* _SELECTED PASSAGE_:
I don't think calling tcf_action_destoy_1() is enough here. Since you
moved this block before assigning cookie and releasing the module, you
also need to release them manually in addition to destroying the action
instance.

> +
> +	if (err == ACT_P_CREATED)
> +		tcf_idr_insert(a);
> +
>  	if (!name && tb[TCA_ACT_COOKIE])
>  		tcf_set_action_cookie(&a->act_cookie, cookie);
>  
> @@ -1002,13 +1011,6 @@ struct tc_action *tcf_action_init_1(struct net *net, struct tcf_proto *tp,
>  	if (err != ACT_P_CREATED)

* _EXCERPTED DATA_:
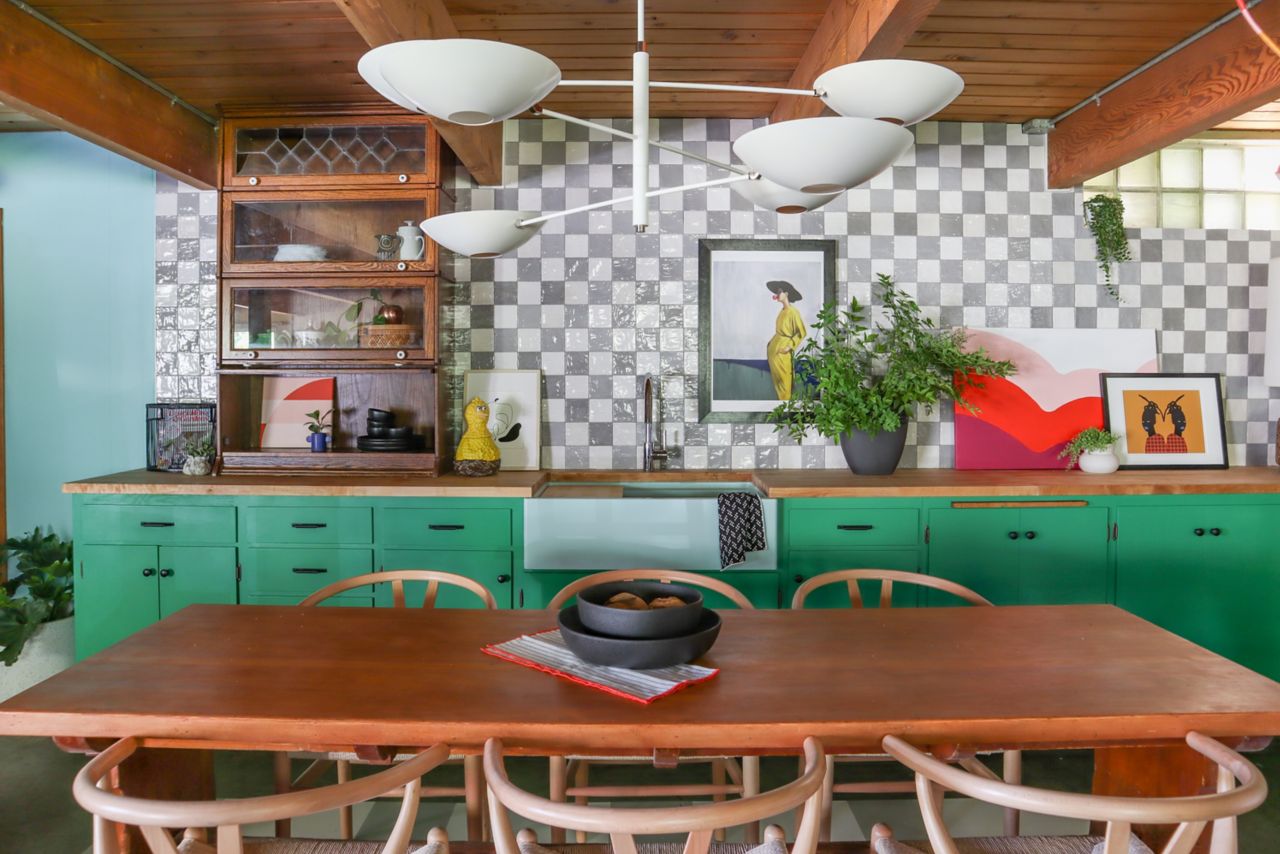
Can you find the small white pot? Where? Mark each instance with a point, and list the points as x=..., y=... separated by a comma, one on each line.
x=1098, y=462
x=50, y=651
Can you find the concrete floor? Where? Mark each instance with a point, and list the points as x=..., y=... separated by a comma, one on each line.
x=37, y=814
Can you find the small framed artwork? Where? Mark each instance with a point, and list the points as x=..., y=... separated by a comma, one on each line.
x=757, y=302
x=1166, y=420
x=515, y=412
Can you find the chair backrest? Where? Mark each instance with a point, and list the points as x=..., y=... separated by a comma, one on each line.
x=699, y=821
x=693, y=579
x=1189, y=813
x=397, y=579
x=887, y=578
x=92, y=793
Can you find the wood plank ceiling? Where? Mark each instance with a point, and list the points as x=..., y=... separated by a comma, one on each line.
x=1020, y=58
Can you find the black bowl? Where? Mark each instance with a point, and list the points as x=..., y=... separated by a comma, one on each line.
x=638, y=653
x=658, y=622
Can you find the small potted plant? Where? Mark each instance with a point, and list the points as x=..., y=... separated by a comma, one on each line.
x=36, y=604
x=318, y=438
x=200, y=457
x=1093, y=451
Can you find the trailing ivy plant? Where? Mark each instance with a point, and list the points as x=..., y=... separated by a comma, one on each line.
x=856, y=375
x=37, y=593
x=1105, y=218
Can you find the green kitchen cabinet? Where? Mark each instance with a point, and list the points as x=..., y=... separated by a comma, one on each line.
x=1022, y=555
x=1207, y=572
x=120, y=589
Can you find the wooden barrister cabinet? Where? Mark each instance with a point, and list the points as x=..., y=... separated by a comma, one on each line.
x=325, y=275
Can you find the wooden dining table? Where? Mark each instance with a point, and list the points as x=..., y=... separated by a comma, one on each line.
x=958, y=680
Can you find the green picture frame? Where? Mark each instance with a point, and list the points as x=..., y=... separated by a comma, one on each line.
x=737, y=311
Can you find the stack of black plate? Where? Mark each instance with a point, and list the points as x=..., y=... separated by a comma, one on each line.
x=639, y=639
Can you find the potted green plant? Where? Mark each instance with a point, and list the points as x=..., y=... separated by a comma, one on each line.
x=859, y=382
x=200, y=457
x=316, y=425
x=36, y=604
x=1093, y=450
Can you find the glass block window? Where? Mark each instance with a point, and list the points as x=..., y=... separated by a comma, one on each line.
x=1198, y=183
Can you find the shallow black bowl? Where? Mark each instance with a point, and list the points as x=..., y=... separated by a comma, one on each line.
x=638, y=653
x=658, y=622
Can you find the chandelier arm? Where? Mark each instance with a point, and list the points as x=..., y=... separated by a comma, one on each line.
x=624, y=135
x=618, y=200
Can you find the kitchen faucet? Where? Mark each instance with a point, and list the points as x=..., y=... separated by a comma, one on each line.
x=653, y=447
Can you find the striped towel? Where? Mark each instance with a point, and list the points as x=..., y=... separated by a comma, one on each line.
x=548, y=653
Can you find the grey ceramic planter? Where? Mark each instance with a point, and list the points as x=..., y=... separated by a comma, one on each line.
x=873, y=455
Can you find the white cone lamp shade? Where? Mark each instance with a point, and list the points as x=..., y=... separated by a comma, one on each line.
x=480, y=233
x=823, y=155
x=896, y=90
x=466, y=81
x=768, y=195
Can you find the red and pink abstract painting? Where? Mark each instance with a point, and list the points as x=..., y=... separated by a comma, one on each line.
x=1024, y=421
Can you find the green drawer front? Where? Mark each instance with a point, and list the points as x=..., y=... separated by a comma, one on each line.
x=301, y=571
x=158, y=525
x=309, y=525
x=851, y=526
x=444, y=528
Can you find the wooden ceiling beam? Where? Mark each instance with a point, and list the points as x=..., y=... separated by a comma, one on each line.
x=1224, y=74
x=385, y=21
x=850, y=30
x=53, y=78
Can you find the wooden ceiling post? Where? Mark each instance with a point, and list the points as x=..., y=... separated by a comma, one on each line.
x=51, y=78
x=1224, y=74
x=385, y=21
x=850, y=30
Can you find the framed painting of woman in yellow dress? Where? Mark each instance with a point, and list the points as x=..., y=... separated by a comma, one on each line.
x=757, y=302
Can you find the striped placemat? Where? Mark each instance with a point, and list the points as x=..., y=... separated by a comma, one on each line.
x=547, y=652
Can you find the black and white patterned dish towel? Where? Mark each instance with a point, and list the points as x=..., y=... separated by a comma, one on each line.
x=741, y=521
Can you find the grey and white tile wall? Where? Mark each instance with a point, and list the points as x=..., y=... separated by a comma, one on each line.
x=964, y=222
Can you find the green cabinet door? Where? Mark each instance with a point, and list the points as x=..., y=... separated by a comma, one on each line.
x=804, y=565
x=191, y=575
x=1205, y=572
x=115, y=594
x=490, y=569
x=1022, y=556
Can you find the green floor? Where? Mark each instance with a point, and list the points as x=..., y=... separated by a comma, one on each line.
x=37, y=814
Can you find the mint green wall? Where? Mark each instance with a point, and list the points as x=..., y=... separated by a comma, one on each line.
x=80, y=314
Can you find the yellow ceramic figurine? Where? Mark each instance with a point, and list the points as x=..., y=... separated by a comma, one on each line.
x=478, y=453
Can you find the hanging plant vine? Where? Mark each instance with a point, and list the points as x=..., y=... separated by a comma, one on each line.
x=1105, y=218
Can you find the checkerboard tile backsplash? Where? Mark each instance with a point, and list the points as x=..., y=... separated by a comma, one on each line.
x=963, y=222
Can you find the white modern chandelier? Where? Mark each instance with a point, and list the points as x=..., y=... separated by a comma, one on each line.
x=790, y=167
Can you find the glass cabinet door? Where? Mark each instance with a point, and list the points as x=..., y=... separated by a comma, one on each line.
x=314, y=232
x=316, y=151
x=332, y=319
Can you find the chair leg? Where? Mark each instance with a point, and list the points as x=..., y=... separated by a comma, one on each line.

* _SHORT EXERCISE 1_:
Answer these about the patch review comment:
(a) Besides destroying the action instance, what does the reviewer say must also be released manually?
(b) In the quoted code, which call is made when err equals ACT_P_CREATED?
(c) Which function is named in the hunk header that begins "@@ -1002,13"?
* _SHORT EXERCISE 2_: Extend the patch review comment past its final line.

* _RESPONSE 1_:
(a) The cookie and the module.
(b) tcf_idr_insert(a);
(c) tcf_action_init_1

* _RESPONSE 2_:
>  		module_put(a_o->owner);
>  
> -	if (TC_ACT_EXT_CMP(a->tcfa_action, TC_ACT_GOTO_CHAIN) &&
> -	    !rcu_access_pointer(a->goto_chain)) {
> -		tcf_action_destroy_1(a, bind);
> -		NL_SET_ERR_MSG(extack, "can't use goto chain with NULL chain");
> -		return ERR_PTR(-EINVAL);
> -	}
> -
>  	return a;
>  
>  err_mod:

[...]
Cong Wang Sept. 25, 2020, 7:22 p.m. UTC | #3
On Fri, Sep 25, 2020 at 8:24 AM Vlad Buslov <vlad@buslov.dev> wrote:
> > +     if (TC_ACT_EXT_CMP(a->tcfa_action, TC_ACT_GOTO_CHAIN) &&

> > +         !rcu_access_pointer(a->goto_chain)) {

> > +             tcf_action_destroy_1(a, bind);

> > +             NL_SET_ERR_MSG(extack, "can't use goto chain with NULL chain");

> > +             return ERR_PTR(-EINVAL);

> > +     }

>

> I don't think calling tcf_action_destoy_1() is enough here. Since you

> moved this block before assigning cookie and releasing the module, you

> also need to release them manually in addition to destroying the action

> instance.

>


tcf_action_destoy_1() eventually calls free_tcf() which frees cookie and
tcf_action_destroy() which releases module refcnt.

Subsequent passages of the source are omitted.